15 ноября на Новой сцене московского Театра им. М.Н. Ермоловой сыграют первую премьеру нового сезона — спектакль «Светит, да не греет».
Весьма неожиданный выбор пьесы, наряду с «Женитьбой Белугина», «Дикаркой» и «Счастливым днём» написанной Островским в соавторстве с Николаем Соловьёвым, оказался во многом интересным репертуарным ходом для театра, носящего имя Марии Ермоловой: актриса играла одну из центральных ролей, Олю, в первой постановке пьесы, а впоследствии исполнила и главную роль Ренёвой (последнюю можно определить и как «заглавную» в том смысле, что именно к ней относится вынесенное в название определение-характеристика из текста).
Подробно о замысле спектакля, выборе материала и о том, как не самая известная пьеса Островского может свести воедино dell arte, Чехова, Ермолову и Дудя, режиссёр Филипп Гуревич рассказал журналу ТЕАТР.: «Я очень люблю Островского (я же закончил Щепку, так что изначально это всё оттуда), и в ГИТИСе у Кудряшова в семестр Островского, мне кажется, особенно «прокачался». И как раз тогда моя однокурсница Полина Золотовицкая делала отрывок по «Светит, да не греет». Я прочёл пьесу и подумал: «Господи, это же абсолютный Чехов». (На самом деле, даже сам Чехов пишет, что во многом это «предтеча» «Дяди Вани», такая же фабула: приезжает женщина, всем кружит голову — жизни сломаны, и сама героиня не понимает, на каком она свете). И я жил с этим названием, думал, разрабатывал, даже посылал его на какую-то лабораторию… А к тому моменту, как мне и моему однокурснику Диме Лимбосу предложил что-то сделать в Ермоловском театре Олег Евгеньевич Меньшиков, мы закончили четвёртый курс. И вот он меня спрашивает, что. Я: «Давайте Островского!». Он мне: «Я в Островском ничего не понимаю» — «Ну так я, может быть, понимаю» (сказал я самоуверенно). Но потом, когда мы показали в конце прошлого сезона какой-то небольшой задел, Меньшиков сказал: вот там, оказывается, что как…
А пьеса действительно очень чеховская. В ней никто никого не щадит, все и во всём бьют наотмашь. И она очень бескомпромиссная — при своеобразной нежности. Там нет хороших и плохих — и странно, по-моему, делать спектакль про то, как приехала вся такая «фри лав» Ренёва, а они тут косные — или наоборот, что она разрушила жизни, а они в белом. Как-то Олег Долин мне сказал слово — и я подумал, какое же оно крутое и до чего про эту пьесу: двоемирие. И смешивать эти два мира нельзя: «взбалтывать, но не смешивать». История о том, что я насильно не могу тебе навязывать своё «вот так надо», — а ты меня тоже не понимаешь, и в итоге никто ни с кем не хочет договариваться, терпеть, принимать — это же очень про нас всех сейчас. Чувство терпимости — это не про нас. Чувство принятия, умение искать компромисс… Либо мы все сидим и молчим, либо мы тебя бьём наотмашь и выворачиваем других и себя: крайности. И Островский — драматург крайностей в том смысле, что там все как самогон — семидесятиградусные. Семидесятиградусные персонажи и страсти. Когда репетируешь Островского, то понимаешь, что он только игровым способом вскрывается. И мне кажется, что самые классные спектакли по Островскому — это когда найден крутой игровой ключ («О-й. Поздняя любовь» Крымова) либо какая-то удачная актуализация («Лес» Серебренникова): вот два пути, где этот автор может зазвучать. Потому что делать про самовары никому не интересно. Это же про людей всё, театр про людей.

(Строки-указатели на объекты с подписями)

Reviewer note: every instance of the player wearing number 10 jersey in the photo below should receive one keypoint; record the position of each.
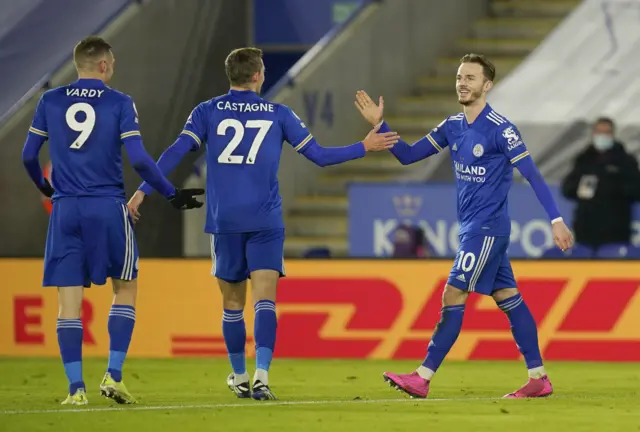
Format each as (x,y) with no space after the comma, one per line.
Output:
(90,237)
(484,148)
(243,135)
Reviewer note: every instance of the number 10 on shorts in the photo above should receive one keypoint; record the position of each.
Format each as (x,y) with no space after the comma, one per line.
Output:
(465,260)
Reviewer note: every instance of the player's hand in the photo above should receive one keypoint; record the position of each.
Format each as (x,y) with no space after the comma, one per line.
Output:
(562,236)
(184,199)
(368,108)
(379,142)
(47,189)
(134,204)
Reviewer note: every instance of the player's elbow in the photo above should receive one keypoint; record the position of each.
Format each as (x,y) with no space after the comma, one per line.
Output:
(29,155)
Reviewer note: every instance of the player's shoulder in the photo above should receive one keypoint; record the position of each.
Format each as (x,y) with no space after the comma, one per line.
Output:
(119,96)
(54,93)
(453,122)
(496,122)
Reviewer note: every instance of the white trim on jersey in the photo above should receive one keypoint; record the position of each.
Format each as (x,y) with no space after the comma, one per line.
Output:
(487,244)
(434,142)
(129,250)
(495,118)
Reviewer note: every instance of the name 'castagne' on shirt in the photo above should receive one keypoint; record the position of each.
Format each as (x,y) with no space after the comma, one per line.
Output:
(244,106)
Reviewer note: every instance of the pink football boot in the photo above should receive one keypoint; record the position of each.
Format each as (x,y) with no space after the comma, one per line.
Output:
(540,387)
(412,384)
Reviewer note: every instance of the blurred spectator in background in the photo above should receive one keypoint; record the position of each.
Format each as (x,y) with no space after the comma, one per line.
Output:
(410,242)
(604,182)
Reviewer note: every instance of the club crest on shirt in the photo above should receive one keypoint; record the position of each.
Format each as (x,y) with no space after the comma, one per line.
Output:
(512,137)
(478,150)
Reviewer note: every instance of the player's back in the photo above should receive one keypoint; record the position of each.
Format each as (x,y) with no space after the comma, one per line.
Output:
(244,137)
(83,122)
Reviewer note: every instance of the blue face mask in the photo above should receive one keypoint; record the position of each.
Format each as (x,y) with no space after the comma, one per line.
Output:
(602,142)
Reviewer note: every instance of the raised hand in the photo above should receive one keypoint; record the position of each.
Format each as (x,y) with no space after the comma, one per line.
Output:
(562,236)
(379,142)
(184,199)
(368,108)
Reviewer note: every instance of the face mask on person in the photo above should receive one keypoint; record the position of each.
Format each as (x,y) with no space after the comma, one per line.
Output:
(602,142)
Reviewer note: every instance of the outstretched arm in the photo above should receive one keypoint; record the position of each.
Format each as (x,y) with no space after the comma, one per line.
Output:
(170,159)
(513,147)
(410,153)
(297,134)
(146,167)
(36,137)
(406,153)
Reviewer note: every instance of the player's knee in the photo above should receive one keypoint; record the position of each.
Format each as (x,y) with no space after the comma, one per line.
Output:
(234,294)
(125,292)
(453,296)
(70,302)
(504,294)
(264,284)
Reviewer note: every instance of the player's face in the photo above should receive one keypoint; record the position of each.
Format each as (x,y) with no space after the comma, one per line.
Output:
(471,84)
(107,66)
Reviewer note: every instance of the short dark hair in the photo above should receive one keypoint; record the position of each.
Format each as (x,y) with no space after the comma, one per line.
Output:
(488,69)
(91,48)
(242,63)
(605,120)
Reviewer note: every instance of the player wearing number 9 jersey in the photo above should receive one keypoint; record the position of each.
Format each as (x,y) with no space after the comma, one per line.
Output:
(243,135)
(90,237)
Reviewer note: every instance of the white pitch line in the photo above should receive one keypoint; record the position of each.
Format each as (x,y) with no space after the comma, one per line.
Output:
(263,404)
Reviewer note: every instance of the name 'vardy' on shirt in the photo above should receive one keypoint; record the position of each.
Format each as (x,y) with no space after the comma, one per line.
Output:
(244,107)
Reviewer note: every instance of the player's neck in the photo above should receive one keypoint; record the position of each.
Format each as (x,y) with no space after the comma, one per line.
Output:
(238,88)
(471,112)
(89,75)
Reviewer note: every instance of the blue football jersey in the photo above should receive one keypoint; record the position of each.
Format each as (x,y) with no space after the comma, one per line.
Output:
(243,136)
(86,123)
(483,155)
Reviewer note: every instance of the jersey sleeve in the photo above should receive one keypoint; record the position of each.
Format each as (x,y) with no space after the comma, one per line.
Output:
(129,123)
(294,130)
(510,142)
(438,136)
(39,123)
(196,127)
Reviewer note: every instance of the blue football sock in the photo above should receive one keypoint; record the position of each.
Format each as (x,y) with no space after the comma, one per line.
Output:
(265,333)
(122,319)
(70,343)
(444,336)
(235,337)
(523,328)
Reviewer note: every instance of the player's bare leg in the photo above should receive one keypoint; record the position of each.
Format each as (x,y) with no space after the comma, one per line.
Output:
(525,333)
(70,334)
(234,299)
(264,284)
(122,318)
(416,384)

*Задания*.
• a. Перечислите все пьесы, которые, согласно тексту о спектакле, Островский написал в соавторстве с Николаем Соловьёвым.
• b. Перескажите кратко в виде списка абзац текста о спектакле, который начинается словами «А пьеса действительно очень чеховская», сохранив его основные факты.
• c. Определите, соответствуют ли тексту о спектакле следующие утверждения. (i) Премьеру покажут 15 ноября на Новой сцене Театра им. М.Н. Ермоловой. (ii) В первой постановке пьесы Мария Ермолова играла Ренёву. (iii) Меньшиков предложил Гуревичу и Лимбосу поработать в театре, когда они закончили третий курс. Для каждого утверждения ответьте «да» или «нет» и приведите точную цитату из текста, на которой основан ответ.

*Ответы*.
• a. В соавторстве с Николаем Соловьёвым Островский написал четыре пьесы: «Светит, да не греет», «Женитьба Белугина», «Дикарка» и «Счастливый день».

• b.
- Пьеса очень чеховская: в ней никто никого не щадит. Она бескомпромиссна, но в ней есть своеобразная нежность.
- В пьесе нет хороших и плохих. Поэтому странно ставить спектакль, в котором Ренёва права, а остальные косные, или наоборот.
- Ключевое для пьесы слово — «двоемирие». Его режиссёру подсказал Олег Долин. Два мира нельзя смешивать.
- Это история о том, что никто ни с кем не хочет договариваться, терпеть и принимать. По словам режиссёра, это очень про всех нас сейчас, и нам свойственны крайности.
- Островский — драматург крайностей, у него «семидесятиградусные» персонажи и страсти.
- Островский вскрывается только игровым способом. Лучшие спектакли по его пьесам возникают, когда найден игровой ключ («О-й. Поздняя любовь» Крымова) или удачная актуализация («Лес» Серебренникова).
- Делать спектакли «про самовары» никому не интересно, потому что театр про людей.

• c.
(i) Да: «15 ноября на Новой сцене московского Театра им. М.Н. Ермоловой сыграют первую премьеру нового сезона».
(ii) Нет: «актриса играла одну из центральных ролей, Олю, в первой постановке пьесы».
(iii) Нет: «мы закончили четвёртый курс».